▶ _BRIEF_: Return, unchanged, each of the lines below that contains the word "headdress".

══════

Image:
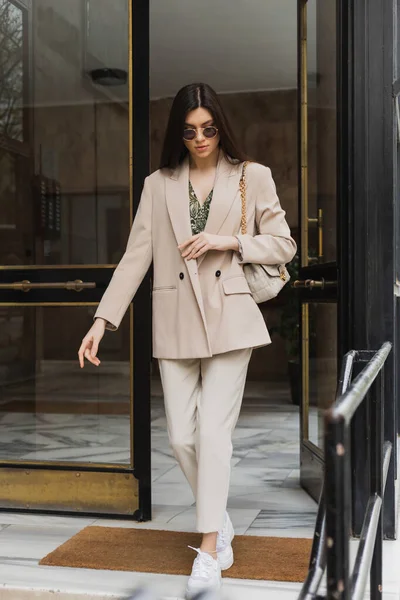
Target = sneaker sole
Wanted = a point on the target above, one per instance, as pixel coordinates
(190, 595)
(227, 564)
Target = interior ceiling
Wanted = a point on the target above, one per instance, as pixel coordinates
(234, 45)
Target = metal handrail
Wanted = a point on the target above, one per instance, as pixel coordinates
(317, 563)
(337, 419)
(347, 404)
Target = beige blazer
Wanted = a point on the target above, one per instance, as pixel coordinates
(200, 307)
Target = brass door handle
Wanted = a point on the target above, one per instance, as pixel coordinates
(314, 283)
(320, 223)
(26, 286)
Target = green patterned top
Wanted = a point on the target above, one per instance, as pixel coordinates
(198, 212)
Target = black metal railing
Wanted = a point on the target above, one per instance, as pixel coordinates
(330, 549)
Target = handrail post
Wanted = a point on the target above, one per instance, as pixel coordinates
(338, 513)
(376, 478)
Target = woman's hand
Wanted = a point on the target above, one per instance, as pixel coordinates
(90, 343)
(203, 242)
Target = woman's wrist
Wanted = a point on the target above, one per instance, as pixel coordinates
(232, 243)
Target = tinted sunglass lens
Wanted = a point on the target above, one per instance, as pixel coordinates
(210, 132)
(189, 134)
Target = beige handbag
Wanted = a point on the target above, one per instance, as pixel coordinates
(265, 281)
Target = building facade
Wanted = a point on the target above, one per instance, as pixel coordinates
(312, 90)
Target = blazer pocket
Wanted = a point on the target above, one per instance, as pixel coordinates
(236, 285)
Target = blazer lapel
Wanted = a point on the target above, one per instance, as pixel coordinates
(226, 188)
(177, 198)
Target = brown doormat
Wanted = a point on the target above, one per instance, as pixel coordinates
(153, 551)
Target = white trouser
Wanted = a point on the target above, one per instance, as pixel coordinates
(202, 401)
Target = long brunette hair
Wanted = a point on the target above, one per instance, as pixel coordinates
(189, 98)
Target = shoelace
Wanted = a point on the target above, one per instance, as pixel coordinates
(202, 564)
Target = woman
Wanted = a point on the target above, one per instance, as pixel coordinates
(205, 321)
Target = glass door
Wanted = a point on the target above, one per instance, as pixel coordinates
(66, 435)
(318, 273)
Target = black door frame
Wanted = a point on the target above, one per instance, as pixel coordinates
(141, 331)
(368, 206)
(142, 323)
(366, 181)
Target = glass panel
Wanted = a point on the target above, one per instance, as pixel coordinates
(321, 125)
(322, 372)
(11, 71)
(50, 409)
(76, 158)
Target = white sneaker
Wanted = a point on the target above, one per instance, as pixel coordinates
(206, 574)
(224, 544)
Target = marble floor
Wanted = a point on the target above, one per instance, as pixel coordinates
(265, 499)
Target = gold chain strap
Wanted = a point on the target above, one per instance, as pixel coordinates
(242, 186)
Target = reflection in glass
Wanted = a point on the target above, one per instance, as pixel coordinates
(321, 125)
(11, 71)
(74, 156)
(50, 409)
(322, 352)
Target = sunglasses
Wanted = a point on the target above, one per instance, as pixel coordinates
(209, 132)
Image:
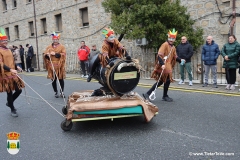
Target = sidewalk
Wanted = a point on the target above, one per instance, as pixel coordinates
(149, 82)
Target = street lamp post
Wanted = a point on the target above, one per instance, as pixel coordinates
(36, 33)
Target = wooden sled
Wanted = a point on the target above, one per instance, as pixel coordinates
(82, 107)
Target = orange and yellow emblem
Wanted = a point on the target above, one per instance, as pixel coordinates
(13, 142)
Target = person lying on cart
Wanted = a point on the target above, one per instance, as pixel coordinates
(111, 47)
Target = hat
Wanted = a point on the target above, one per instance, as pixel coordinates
(55, 36)
(172, 34)
(3, 34)
(106, 32)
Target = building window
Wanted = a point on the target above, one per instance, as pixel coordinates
(31, 28)
(58, 22)
(16, 32)
(84, 16)
(4, 4)
(44, 26)
(14, 3)
(7, 33)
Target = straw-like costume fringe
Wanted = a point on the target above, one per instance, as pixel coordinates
(7, 79)
(164, 50)
(58, 63)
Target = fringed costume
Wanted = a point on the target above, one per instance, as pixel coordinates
(58, 63)
(163, 51)
(9, 81)
(7, 78)
(167, 58)
(55, 60)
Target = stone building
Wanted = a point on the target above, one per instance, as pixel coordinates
(78, 20)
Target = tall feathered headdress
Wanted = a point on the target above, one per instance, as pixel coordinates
(172, 34)
(55, 36)
(3, 34)
(106, 32)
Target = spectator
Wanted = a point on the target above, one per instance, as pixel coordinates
(21, 50)
(185, 51)
(30, 55)
(83, 53)
(93, 52)
(210, 53)
(17, 57)
(230, 53)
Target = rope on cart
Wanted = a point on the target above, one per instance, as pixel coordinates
(41, 97)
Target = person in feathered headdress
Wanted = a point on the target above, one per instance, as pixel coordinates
(9, 81)
(54, 58)
(111, 47)
(165, 63)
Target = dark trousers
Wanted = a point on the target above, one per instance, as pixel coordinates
(54, 84)
(165, 87)
(29, 62)
(11, 97)
(22, 60)
(84, 67)
(231, 75)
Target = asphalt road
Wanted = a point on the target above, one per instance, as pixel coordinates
(194, 126)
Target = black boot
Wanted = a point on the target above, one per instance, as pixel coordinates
(14, 112)
(56, 94)
(89, 78)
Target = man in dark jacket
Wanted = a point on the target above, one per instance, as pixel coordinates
(185, 51)
(30, 55)
(210, 53)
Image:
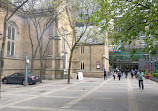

══════

▶ _THE RESPONSE_:
Target = tall feathered headdress
Target = person in feathered headdress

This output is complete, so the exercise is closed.